抜粋文 ::
☆ ☆ ☆

本連載では、ビジネスで活用できそうな経営学理論や重要なキーワードをご紹介しております。

今回は、M&A契約においてよく登場する重要条項について解説していきます。
様々な条項があるため、前編と後編に分けて解説していきますが、本記事は「後編」でございます。

なお、本記事で使う用語は、以下の定義で使用しています。

  • 売手:M&Aの売手
  • 買手:M&Aの買手
  • 対象会社:M&Aの対象となっている法人のこと
  • M&A契約:株式譲渡契約を想定しています

1.ロックドボックス条項と価格調整条項

まずはロックドボックス条項と価格調整条項について解説いたします。

この2つは、いずれもM&Aの対価に関する条項ですが、意味が正反対なので、案件に応じて上手に使いこなさないといけない条項です。

(1)ロックドボックス条項とは

ロックドボックス条項とは、M&Aの対価の決定方法の一種で、一定の基準日時点における対象会社の財務数値等をベースとして算定された対価を固定価格として確定させ、後々の調整を行わないという取り決めを定めた規定です。
要するに、特定の時点で価格を確定させて、割引や増額を一切しませんという合意です。

そもそもM&Aという行為は、契約の締結時点と実際の引き渡し時点(クロージング日)に時間的な開きがあります。
例えば、M&A契約自体は5月1日に締結されているのに、実際の引き渡しはその半年後ということがあるのです。
なぜなら、M&A契約の締結が完了した後に対象会社で株主総会を開いたり、債権者保護手続等を行ったり、社内の従業員に説明したりといろいろなことをしないといけないからです。
それらの手続には時間がかかるので、通常は2~6ヶ月程度の準備期間が発生してしまいます。

そのような手続が進んでいる間も対象会社の事業は継続的に運営され続けますから、契約を締結した時点から良くも悪くも財務状況は変化していきます。
そのため、このような財務状況の変化をM&Aの対価に反映させるべきかという論点が出てきます。

この論点については、価格調整を行う・行わないという2つの結論があり得ますが、ロックドボックス条項では、価格調整を行いません。
そしてM&Aにおいては、財務状況の変化は基本的に悪い方向での変化が多いので、ロックドボックス条項を設けるということは、契約締結時点から引き渡しまでの間の負のリスクは買手側が負うということを意味します。

(2)価格調整条項とは

価格調整条項とは、ロックドボックスとは異なり、M&A契約締結日からクロージング日(決済日)までに発生した対象会社の財務状況の変動を加味して、クロージング日に価額の調整を行うという取り決めを定めた規定です。

この場合、M&A契約締結日に対価の概算が決まるのですが、クロージング日の財務状況次第では価額変動があり得ます。
といってもそこまで大きな変動ではなく、多くの場合は上限値と下限値がある程度決まっているような調整です。

そして、もし実際のM&A契約において価格調整条項を設けるのであれば、売手・買手で調整事由を明確に合意して、調整幅なども予め決めておくべきです。
曖昧で抽象的な書き方をしていると結局クロージング日に揉めることになるので、割引を行うならどのような条件で、最大(又は最低)何%の調整を行うのかというところまでしっかり決めておきましょう。

☆ ☆ ☆

領域指示データ ::

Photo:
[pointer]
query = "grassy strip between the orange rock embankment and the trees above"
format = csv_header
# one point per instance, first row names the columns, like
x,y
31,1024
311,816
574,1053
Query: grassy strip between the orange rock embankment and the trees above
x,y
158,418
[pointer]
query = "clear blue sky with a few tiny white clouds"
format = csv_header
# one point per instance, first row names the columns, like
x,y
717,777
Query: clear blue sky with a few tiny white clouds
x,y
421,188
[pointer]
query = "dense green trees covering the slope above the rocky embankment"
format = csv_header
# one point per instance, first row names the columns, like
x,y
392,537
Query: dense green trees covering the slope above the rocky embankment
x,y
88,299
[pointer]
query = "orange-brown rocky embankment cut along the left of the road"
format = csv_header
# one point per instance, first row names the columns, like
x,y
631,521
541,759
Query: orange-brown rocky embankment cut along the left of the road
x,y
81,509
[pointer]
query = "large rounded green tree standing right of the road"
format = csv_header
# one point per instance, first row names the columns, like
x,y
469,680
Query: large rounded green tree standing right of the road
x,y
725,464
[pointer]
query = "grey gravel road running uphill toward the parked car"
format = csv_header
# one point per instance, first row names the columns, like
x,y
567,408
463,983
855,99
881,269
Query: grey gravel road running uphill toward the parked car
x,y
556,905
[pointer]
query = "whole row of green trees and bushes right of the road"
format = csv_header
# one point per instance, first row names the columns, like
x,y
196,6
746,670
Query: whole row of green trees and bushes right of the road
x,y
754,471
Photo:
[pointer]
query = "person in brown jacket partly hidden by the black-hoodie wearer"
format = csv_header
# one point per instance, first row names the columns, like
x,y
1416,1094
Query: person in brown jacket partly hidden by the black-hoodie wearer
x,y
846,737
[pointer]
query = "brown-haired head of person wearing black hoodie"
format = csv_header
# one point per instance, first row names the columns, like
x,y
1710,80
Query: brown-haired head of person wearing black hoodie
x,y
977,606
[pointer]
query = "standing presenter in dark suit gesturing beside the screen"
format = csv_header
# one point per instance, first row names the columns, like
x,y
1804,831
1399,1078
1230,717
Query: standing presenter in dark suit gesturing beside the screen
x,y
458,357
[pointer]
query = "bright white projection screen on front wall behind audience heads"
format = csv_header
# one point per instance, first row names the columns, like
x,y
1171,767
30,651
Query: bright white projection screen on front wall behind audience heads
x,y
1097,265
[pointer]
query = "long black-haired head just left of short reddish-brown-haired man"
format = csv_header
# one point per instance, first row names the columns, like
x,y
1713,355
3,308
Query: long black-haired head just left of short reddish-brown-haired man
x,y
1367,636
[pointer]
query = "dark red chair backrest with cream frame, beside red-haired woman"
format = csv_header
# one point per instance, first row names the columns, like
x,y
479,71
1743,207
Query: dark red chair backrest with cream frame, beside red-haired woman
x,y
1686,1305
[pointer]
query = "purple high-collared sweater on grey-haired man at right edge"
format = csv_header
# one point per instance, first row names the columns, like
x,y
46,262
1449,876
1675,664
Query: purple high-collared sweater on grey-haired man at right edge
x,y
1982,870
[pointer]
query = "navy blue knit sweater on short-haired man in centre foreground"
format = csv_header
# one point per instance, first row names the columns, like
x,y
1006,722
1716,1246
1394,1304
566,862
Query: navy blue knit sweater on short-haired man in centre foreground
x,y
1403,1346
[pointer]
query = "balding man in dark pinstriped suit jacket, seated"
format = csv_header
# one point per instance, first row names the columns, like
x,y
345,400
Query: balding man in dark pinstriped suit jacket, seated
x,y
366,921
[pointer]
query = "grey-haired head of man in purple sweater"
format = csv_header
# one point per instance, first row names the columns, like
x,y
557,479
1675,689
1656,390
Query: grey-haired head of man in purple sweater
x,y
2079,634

☆ ☆ ☆

指示文 1 ::
M&A契約の解説文のうち、「要するに、特定の時点で価格を確定させて、割引や増額を一切しませんという合意です。」を含む語句で始まり「では、価格調整を行いません。」で終わる部分を、一字も変えずに抜き出すこと。
指示文 2 ::
M&A契約の解説文によると、契約締結から引き渡しまでの準備期間は通常どの程度発生するか。
指示文 3 ::
M&A契約の解説文を、最後の文の後から書き継ぐこと。
項目は別の出典から取ったものである。

解答欄 1 ::
要するに、特定の時点で価格を確定させて、割引や増額を一切しませんという合意です。

そもそもM&Aという行為は、契約の締結時点と実際の引き渡し時点(クロージング日)に時間的な開きがあります。
例えば、M&A契約自体は5月1日に締結されているのに、実際の引き渡しはその半年後ということがあるのです。
なぜなら、M&A契約の締結が完了した後に対象会社で株主総会を開いたり、債権者保護手続等を行ったり、社内の従業員に説明したりといろいろなことをしないといけないからです。
それらの手続には時間がかかるので、通常は2~6ヶ月程度の準備期間が発生してしまいます。

そのような手続が進んでいる間も対象会社の事業は継続的に運営され続けますから、契約を締結した時点から良くも悪くも財務状況は変化していきます。
そのため、このような財務状況の変化をM&Aの対価に反映させるべきかという論点が出てきます。

この論点については、価格調整を行う・行わないという2つの結論があり得ますが、ロックドボックス条項では、価格調整を行いません。

解答欄 2 ::
2~6ヶ月程度。

解答欄 3 ::
2.コベナンツ条項

コベナンツ条項とは、当事者間で約束した特約であって、一定の行為を行うこと又は行わないことを定めた条文です。

前述のとおり、M&Aにおいては、最終的なM&A契約を締結してからクロージング日(決済日)までの間に数ヶ月の期間があります。
その間に、買手・売手が自分の都合でそれぞれ自分勝手に行動してしまうと、対象会社の価値を毀損してしまうことがあります。
そこで、コベナンツ条項を設けて、当事者間でやるべきこととやってはいけないこと(禁止事項)を明確にしておくという方法が採用されることがあります。
そのような場面で活用されるのがコベナンツ条項です。

なお、コベナンツ条項には、一般的には以下のような事項を定めることが多いです。

  • 取締役会、株主総会の承認取得手続きに関する取り決め
  • 通常の業務の範囲に関する取り決め
  • 売手側による従業員、役職者の引き抜きの禁止
  • 買手側による従業員の雇用継続義務
  • 対象会社の債務に関する取り決め
  • 代表取締役の個人保証の解除手続きに関する取り決め
  • 許認可届出の手続きに関する取り決め
  • 知的財産権に関する取り決め
  • その他の禁止行為に関する事項

    など

コベナンツ条項に細かいルールはないので、当事者間で予め明文化しておきたいことはすべて入れ込んで構いません。

ちなみに、禁止行為・禁止事項のことをネガティブコベナンツということがあります。
ネガティブコベナンツを定める場合は、具体的に何をしてはいけないのかという点を明確に列挙しておいた方が良いです。

また、禁止行為に該当するかどうか判断に迷うような事項は全部事前報告するように報告・相談義務等も規定しておくべきだと思います。

ただし、あまりに細かいことを定めすぎて条文が長くなると読みにくくなるので、条項を類型化して、できる限り簡潔に規定した方が将来の訴訟リスクを減らせます。

3.ファイナンスアウト条項

ファイナンスアウト条項とは、M&Aにおける資金調達ができなかった場合に、買手が決済する義務を免除されるという条項のことです。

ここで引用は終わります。